• Instructions for the task
Only the closing stretch of the material belongs in the answer: the line containing "Can you see the player's thigh" and every line after it, copied exactly.

• Task input
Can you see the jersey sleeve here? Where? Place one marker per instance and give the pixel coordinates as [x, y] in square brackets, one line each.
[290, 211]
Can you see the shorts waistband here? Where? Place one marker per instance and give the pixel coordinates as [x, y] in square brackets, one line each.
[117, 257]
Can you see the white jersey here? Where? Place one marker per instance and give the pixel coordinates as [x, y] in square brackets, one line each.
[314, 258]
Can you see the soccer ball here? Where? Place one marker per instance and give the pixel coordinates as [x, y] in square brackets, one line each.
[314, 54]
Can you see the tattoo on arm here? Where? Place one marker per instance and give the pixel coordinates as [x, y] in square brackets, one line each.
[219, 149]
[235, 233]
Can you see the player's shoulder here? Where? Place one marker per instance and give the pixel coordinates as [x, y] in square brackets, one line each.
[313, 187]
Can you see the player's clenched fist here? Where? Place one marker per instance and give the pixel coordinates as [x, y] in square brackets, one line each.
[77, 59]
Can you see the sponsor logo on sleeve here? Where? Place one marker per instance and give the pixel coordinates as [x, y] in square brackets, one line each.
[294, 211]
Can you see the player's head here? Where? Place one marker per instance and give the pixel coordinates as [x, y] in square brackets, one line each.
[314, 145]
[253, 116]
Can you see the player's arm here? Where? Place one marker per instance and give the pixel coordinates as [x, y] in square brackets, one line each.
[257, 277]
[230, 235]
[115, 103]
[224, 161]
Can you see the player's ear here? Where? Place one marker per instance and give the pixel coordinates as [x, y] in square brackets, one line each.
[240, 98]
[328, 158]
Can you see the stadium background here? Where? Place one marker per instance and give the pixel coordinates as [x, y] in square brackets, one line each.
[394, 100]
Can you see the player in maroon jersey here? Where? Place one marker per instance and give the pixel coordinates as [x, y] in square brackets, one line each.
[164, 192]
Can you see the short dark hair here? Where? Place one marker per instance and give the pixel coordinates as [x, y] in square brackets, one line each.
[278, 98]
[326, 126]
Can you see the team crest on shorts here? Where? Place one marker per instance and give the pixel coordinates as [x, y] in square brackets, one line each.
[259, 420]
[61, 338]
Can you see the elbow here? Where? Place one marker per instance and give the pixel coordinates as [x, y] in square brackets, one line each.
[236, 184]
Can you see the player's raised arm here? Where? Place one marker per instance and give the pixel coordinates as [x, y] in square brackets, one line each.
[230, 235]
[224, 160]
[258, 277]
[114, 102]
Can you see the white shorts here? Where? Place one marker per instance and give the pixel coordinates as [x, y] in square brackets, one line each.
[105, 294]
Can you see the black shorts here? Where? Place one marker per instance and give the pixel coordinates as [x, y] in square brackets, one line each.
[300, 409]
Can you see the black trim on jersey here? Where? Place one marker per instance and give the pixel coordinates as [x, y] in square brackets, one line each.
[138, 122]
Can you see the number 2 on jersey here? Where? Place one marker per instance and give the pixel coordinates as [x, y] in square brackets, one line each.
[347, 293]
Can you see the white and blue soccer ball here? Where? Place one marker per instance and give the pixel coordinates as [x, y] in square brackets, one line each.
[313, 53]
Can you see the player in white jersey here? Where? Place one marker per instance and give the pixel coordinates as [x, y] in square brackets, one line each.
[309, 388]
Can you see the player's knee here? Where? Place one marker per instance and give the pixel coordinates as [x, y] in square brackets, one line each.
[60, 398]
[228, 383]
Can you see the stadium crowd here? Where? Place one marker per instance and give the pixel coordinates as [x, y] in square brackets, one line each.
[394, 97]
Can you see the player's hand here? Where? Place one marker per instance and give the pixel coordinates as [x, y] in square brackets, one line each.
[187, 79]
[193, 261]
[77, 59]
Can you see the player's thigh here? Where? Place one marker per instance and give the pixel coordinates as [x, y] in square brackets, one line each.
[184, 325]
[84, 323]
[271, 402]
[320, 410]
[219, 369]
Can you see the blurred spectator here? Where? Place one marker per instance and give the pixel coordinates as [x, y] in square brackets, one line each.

• Answer section
Can you see the player's thigh here? Where? Place one marker per instance and give the pixel coordinates as [x, y] in square brackets, one line each.
[184, 325]
[84, 323]
[271, 402]
[320, 410]
[219, 369]
Can you see the blurred spectator here? Where? Place one marker per instance and give the pixel coordinates as [x, y] in square brackets, one line each.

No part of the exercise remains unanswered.